++++ Records provided
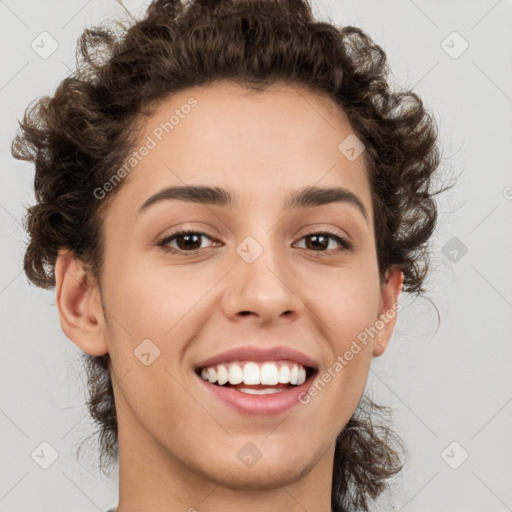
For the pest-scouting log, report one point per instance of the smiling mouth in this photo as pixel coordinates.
(257, 378)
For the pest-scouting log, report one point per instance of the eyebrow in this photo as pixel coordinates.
(303, 198)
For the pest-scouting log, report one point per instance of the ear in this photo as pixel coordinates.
(79, 304)
(386, 321)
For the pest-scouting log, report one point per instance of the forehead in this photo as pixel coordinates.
(262, 144)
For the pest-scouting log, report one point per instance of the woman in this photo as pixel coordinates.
(230, 200)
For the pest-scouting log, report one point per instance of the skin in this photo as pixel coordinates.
(178, 447)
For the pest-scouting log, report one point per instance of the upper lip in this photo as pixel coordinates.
(249, 353)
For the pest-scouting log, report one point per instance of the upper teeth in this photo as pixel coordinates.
(268, 373)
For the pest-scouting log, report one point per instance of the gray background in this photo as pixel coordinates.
(447, 385)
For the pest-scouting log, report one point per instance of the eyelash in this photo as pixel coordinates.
(163, 243)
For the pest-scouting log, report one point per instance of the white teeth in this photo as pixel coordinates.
(252, 374)
(294, 374)
(302, 376)
(236, 374)
(269, 373)
(284, 375)
(212, 375)
(222, 374)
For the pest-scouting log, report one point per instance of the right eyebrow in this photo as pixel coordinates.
(303, 198)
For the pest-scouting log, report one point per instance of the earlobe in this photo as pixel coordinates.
(386, 320)
(78, 301)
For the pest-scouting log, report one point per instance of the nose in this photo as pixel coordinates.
(264, 289)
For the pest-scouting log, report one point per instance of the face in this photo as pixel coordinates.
(254, 273)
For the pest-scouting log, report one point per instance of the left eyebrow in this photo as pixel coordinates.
(303, 198)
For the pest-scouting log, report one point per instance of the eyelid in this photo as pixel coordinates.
(342, 240)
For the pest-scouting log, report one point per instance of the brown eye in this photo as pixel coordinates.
(186, 241)
(319, 241)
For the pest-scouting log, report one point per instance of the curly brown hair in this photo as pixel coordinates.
(90, 125)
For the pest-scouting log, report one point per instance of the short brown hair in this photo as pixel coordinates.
(89, 126)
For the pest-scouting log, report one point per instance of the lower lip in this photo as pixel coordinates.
(262, 405)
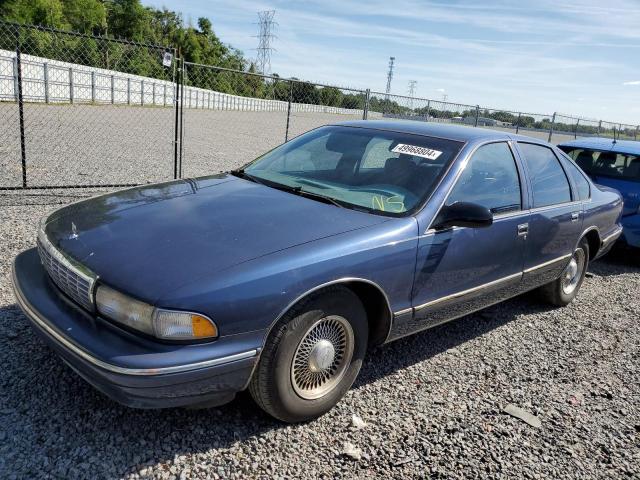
++++++++
Task
Count how many lines of the material above contain the string "upper", and reply with only that number.

Answer in full
2